— START OF Working data —
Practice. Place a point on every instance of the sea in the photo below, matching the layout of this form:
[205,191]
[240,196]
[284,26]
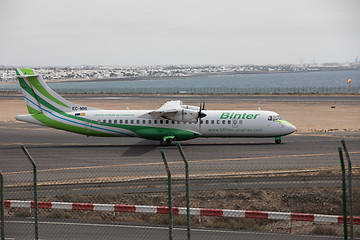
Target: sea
[267,83]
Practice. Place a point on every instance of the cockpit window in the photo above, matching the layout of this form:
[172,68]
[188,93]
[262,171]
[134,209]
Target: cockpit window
[277,118]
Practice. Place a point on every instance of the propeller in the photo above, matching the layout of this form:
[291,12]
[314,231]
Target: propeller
[201,114]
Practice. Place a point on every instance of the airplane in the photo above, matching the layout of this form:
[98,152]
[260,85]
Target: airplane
[173,121]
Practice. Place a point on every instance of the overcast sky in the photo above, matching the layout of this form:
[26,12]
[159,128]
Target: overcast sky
[144,32]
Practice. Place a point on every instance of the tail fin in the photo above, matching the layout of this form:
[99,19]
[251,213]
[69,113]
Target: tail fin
[39,97]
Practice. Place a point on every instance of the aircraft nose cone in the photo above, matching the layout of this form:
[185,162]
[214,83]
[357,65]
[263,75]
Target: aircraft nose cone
[292,128]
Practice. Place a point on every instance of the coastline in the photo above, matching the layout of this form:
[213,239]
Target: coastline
[306,116]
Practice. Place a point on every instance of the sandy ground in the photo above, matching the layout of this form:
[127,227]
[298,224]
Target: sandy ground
[305,116]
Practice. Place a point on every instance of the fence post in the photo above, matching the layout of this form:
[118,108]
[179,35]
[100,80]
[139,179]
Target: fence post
[350,189]
[169,193]
[186,189]
[344,192]
[2,207]
[35,191]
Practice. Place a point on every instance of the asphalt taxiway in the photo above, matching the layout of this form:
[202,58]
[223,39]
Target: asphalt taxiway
[66,156]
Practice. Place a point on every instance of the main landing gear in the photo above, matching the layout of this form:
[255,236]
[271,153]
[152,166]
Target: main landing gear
[167,140]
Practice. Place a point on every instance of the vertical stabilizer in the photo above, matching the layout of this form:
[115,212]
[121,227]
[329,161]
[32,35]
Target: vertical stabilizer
[39,97]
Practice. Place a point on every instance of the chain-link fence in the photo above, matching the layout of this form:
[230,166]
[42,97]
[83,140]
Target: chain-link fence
[106,191]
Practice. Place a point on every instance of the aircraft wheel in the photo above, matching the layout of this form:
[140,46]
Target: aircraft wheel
[168,141]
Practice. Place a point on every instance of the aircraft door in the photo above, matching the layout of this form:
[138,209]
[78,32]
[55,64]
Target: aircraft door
[88,127]
[235,123]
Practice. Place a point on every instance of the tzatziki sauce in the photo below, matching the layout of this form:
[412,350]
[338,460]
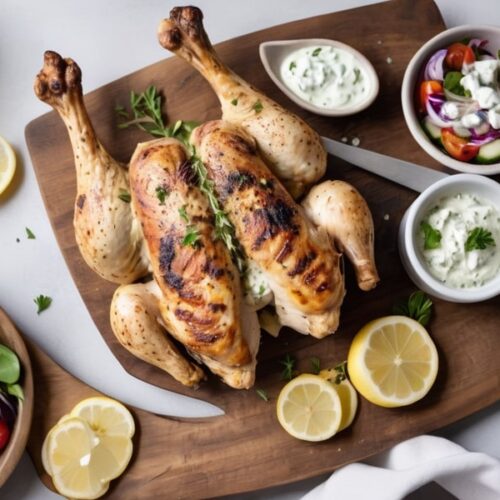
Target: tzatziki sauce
[325,76]
[457,259]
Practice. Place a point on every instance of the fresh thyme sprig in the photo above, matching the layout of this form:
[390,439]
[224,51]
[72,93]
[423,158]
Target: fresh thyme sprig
[146,115]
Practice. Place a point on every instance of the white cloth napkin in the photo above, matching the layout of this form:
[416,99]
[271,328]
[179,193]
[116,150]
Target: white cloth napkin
[410,465]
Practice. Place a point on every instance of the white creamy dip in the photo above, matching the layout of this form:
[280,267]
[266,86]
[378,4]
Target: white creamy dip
[455,217]
[325,76]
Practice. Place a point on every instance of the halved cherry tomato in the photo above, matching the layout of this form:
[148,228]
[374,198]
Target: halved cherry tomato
[4,434]
[458,147]
[458,54]
[428,87]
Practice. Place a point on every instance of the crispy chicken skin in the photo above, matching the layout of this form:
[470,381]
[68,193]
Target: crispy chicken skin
[291,148]
[298,260]
[200,286]
[343,212]
[105,230]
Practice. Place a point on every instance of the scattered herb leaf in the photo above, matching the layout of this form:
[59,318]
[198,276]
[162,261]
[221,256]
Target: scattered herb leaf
[124,196]
[418,306]
[479,239]
[161,194]
[289,364]
[258,107]
[262,394]
[192,237]
[43,302]
[315,365]
[432,237]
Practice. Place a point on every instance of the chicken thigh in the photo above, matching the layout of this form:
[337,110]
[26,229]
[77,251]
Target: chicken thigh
[291,148]
[298,260]
[107,235]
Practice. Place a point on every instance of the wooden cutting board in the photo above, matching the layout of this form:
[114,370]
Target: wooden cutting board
[246,449]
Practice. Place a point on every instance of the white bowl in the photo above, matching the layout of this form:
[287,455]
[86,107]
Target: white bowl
[415,66]
[409,232]
[272,55]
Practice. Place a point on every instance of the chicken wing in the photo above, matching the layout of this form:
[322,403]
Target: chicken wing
[343,212]
[200,285]
[291,148]
[298,260]
[106,233]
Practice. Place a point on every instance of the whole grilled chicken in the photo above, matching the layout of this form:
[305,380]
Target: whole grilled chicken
[106,232]
[199,300]
[291,148]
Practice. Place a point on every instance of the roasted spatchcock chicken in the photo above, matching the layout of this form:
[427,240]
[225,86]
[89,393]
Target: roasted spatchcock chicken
[259,160]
— END OF Working data —
The records above need to be given again exactly. Omit the pictures.

Practice. Place a point on every instance of the sea in the photo below, matching the layout of this form:
[205,191]
[240,196]
[284,26]
Target: sea
[267,83]
Practice. Place a point on every instance of the cockpit window in the photo above, matching the layout of this form:
[172,68]
[188,93]
[262,171]
[134,209]
Target: cockpit window
[277,118]
Practice. Place a point on every instance of the propeller in the photo above, matching the layout of this form:
[291,12]
[314,231]
Target: propeller
[201,114]
Practice. Place a point on every instance of the airplane in the photo above, matching the layout of this form:
[98,152]
[260,85]
Target: airplane
[173,121]
Practice. Place a point on every instance of the overcast sky in the photo above, matching the layout of this form:
[26,12]
[159,128]
Target: overcast sky
[144,32]
Practice. Place a point on every instance of the tail fin in the photo above, matching the layout of this form:
[99,19]
[251,213]
[69,113]
Target: tail fin
[39,97]
Practice. Place a point on every instance of the aircraft nose cone in the photo above, matching the layout of this form:
[185,162]
[214,83]
[357,65]
[263,75]
Target: aircraft nose cone
[292,128]
Practice. Place a point on every instance of the coastline in the photo above, matching the layout of this form:
[213,239]
Target: coastline
[306,116]
Practice. Place a point on every instance of the sandy ground in the photo above, matching the layout of this form:
[127,227]
[298,224]
Target: sandy ground
[305,116]
Practice. Place a point on every instance of the fence post in the photo above, matching the layout of this form:
[118,108]
[179,35]
[100,80]
[139,179]
Target: fence post
[350,189]
[169,193]
[186,189]
[344,192]
[2,207]
[35,191]
Practice. Place a point on every instance of the asphalt taxiway in the photo above, matching the layout of this form:
[202,58]
[223,39]
Target: asphalt taxiway
[66,156]
Practice. Place a point on every instance of the main landing gear in the photo above, matching the layout of this form:
[255,236]
[271,153]
[152,166]
Target: main landing gear
[167,140]
Practice. Place a point on every instance of the vertical stabilizer in the photo above, matching the layout of this form:
[115,212]
[121,227]
[329,161]
[32,35]
Target: vertical stabilizer
[39,97]
Practice. Place a point on every instance of the chain-link fence in the photo above, matching the layout of this form:
[230,166]
[42,97]
[83,140]
Target: chain-link fence
[106,191]
Practice. Place a point on every instance of the aircraft wheel in the photo above, matching the layout of this form:
[140,46]
Target: aircraft wheel
[168,141]
Practice. Place a point on every instance of the aircraft door in the photo above, matching the layout of this form:
[138,209]
[78,32]
[55,64]
Target: aircraft door
[88,127]
[235,123]
Practice. Place a point on every instance of the tzatziki sauce in the photo below, matching the layout of this form:
[412,350]
[338,460]
Target: tzatziki sauce
[325,76]
[457,259]
Practice. Place a point on every instance of the fresh thyme sprig in the photo above, matching the layout of this form:
[390,439]
[224,51]
[72,93]
[423,158]
Target: fresh thyme sprig
[146,115]
Practice. Place a point on every instance of the white cloth napkin in the photo above, matching the layout of this form:
[416,99]
[271,328]
[179,193]
[116,150]
Target: white cloth napkin
[410,465]
Practice. Place a point on every instance of the white creamy dip in the photo above, matching the layout of this form:
[280,267]
[266,86]
[378,4]
Target: white creamy dip
[455,217]
[325,76]
Practice. Place a point on every instance of the halved cherry tomato in the photo above, matching the layout of this form:
[148,228]
[374,198]
Target: halved cherry tomato
[4,434]
[458,147]
[458,54]
[428,87]
Practice. Place a point on every instance of the crispy chicken skin in the photo above, matching the layout of this form:
[470,381]
[68,193]
Target: crispy chicken skin
[291,148]
[298,260]
[200,286]
[343,212]
[105,230]
Practice. Place a point on every instance of the scattered herb leaf in the photo above, matching the layout of this form:
[59,318]
[198,276]
[162,261]
[221,256]
Target: scattered herb leaf
[124,196]
[418,306]
[479,239]
[161,194]
[289,364]
[258,107]
[262,394]
[192,237]
[43,302]
[315,365]
[432,237]
Practice. Place a point on every instance of the chicken thigh in the photo above, matching the layout of this form:
[337,110]
[26,229]
[77,251]
Target: chicken thigh
[291,148]
[298,260]
[107,235]
Practice. Place a point on every instance of the wooden cutting board in the photo above, matching the layout of this form:
[114,370]
Target: wooden cutting board
[246,449]
Practice. Place a point on every instance of the white bowl in the photo above, matching the layout of this form:
[287,455]
[86,107]
Target: white bowl
[415,66]
[409,232]
[272,55]
Practice. Place a point on every instance of the chicken wing in the photo above, matching the layout of this form:
[322,403]
Target: chicken wing
[343,212]
[200,285]
[291,148]
[298,260]
[106,233]
Practice. Place a point on every instance of the whole grilled chicken in the photo above, matching the layout of this form:
[305,380]
Target: whole grilled chicken
[106,232]
[199,300]
[291,148]
Practice. Place a point on every instance of the roasted spatchcock chicken in the photo above, matching the layout of this form:
[427,240]
[225,86]
[89,393]
Target: roasted spatchcock chicken
[259,160]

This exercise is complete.